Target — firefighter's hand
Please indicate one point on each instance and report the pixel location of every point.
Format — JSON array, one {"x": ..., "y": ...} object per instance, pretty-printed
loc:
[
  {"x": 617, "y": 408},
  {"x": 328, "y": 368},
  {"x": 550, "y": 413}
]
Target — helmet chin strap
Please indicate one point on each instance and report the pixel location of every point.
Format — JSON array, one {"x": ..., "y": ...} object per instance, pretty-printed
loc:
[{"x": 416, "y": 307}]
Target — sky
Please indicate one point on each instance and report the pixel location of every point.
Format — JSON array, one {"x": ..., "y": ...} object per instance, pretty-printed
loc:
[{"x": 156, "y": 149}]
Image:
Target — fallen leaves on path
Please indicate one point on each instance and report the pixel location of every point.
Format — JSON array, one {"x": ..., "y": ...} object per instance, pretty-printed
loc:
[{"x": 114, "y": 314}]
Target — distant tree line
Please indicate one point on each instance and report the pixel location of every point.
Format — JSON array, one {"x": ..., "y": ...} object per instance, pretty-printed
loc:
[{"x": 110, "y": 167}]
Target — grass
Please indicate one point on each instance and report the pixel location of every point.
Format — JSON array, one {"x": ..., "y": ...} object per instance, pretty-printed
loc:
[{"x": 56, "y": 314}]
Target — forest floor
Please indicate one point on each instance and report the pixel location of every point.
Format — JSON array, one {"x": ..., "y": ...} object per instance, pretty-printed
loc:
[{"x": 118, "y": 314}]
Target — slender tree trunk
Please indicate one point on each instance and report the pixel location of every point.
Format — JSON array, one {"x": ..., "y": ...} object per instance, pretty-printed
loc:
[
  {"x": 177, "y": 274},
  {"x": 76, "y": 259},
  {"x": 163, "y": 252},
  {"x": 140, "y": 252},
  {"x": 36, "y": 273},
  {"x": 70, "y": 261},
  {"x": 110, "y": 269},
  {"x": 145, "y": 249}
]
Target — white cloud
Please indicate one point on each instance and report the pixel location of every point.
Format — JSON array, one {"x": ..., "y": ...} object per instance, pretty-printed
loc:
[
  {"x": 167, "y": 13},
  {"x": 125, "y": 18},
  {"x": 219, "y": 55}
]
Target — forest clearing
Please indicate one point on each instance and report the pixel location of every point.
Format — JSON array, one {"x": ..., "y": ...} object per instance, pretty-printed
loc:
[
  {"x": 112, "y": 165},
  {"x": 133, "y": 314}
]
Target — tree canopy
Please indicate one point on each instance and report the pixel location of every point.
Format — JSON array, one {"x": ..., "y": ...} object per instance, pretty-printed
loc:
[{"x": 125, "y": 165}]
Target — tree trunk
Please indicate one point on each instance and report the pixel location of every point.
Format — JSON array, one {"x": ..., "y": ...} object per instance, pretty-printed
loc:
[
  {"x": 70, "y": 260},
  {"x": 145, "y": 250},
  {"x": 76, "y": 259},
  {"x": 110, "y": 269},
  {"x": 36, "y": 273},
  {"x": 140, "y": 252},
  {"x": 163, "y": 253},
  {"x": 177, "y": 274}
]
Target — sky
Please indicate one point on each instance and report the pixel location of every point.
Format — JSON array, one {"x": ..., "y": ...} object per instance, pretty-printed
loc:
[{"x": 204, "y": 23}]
= = =
* **Required work**
Copy out each line exactly as written.

* **Final result**
Target — firefighter's hand
Please indicate one point on each instance and report the pixel location of every point.
Format — JSON array, one {"x": ..., "y": ...} object per instance, pretty-printed
loc:
[
  {"x": 617, "y": 408},
  {"x": 328, "y": 368},
  {"x": 550, "y": 413}
]
Target — helmet chin strap
Please indicate one point on each instance and report the pixel location of every point.
Format — JSON array, one {"x": ..., "y": ...} object per instance, pretty-printed
loc:
[{"x": 416, "y": 307}]
Target — sky
Please indicate one point on each instance and report the pixel location of every point.
Format — JSON array, one {"x": ..., "y": ...} object per instance, pretty-printed
loc:
[{"x": 156, "y": 149}]
Image:
Target — fallen leaves on path
Please indicate one point on each instance and report the pixel location of every point.
Format — JSON array, one {"x": ..., "y": ...} object per instance, pretty-printed
loc:
[{"x": 114, "y": 314}]
Target — distant tree line
Please indicate one point on each instance and report the pixel location of every point.
Format — JSON array, one {"x": ..., "y": ...} object per instance, pretty-printed
loc:
[{"x": 110, "y": 167}]
Target — grass
Please indicate one point on each instance and report the pixel location of every point.
Format — JSON array, one {"x": ..., "y": ...} object per instance, pretty-printed
loc:
[{"x": 56, "y": 314}]
Target — forest floor
Please indicate one point on each instance and report the pixel location of every point.
Format — JSON array, one {"x": ..., "y": ...} object per instance, pretty-printed
loc:
[{"x": 118, "y": 314}]
Target — slender tree trunk
Please indicate one point on each instance and report the pixel location of every point.
Format — JSON array, one {"x": ..., "y": ...} object per instance, pretty-printed
loc:
[
  {"x": 177, "y": 274},
  {"x": 76, "y": 259},
  {"x": 163, "y": 252},
  {"x": 140, "y": 252},
  {"x": 36, "y": 273},
  {"x": 70, "y": 261},
  {"x": 110, "y": 269},
  {"x": 145, "y": 249}
]
Target — white cloud
Please indicate one point on each instance and report the pixel location of every point.
Format — JSON array, one {"x": ..., "y": ...} object per instance, pretty-printed
loc:
[
  {"x": 167, "y": 13},
  {"x": 125, "y": 18},
  {"x": 219, "y": 55}
]
Target — forest clearing
Please indicate one point on each instance and report the pixel location of every point.
Format — JSON array, one {"x": ..., "y": ...} object per instance, pretty-printed
loc:
[
  {"x": 112, "y": 165},
  {"x": 133, "y": 314}
]
Target — tree canopy
Please indicate one point on each instance and report the pixel location of every point.
Format — JSON array, one {"x": ..., "y": ...} object per instance, pretty-printed
loc:
[{"x": 125, "y": 165}]
Target — tree trunk
Please indicate one point on each instance and report the pixel location of every point.
Format — JSON array, one {"x": ..., "y": ...} object per instance, pretty-printed
loc:
[
  {"x": 70, "y": 260},
  {"x": 145, "y": 250},
  {"x": 76, "y": 259},
  {"x": 110, "y": 269},
  {"x": 36, "y": 273},
  {"x": 140, "y": 252},
  {"x": 163, "y": 253},
  {"x": 177, "y": 274}
]
Target — sky
Please indicate one point on each instance and report the pixel location of every point.
Format — JSON array, one {"x": ..., "y": ...} object per instance, pretty-printed
loc:
[{"x": 204, "y": 23}]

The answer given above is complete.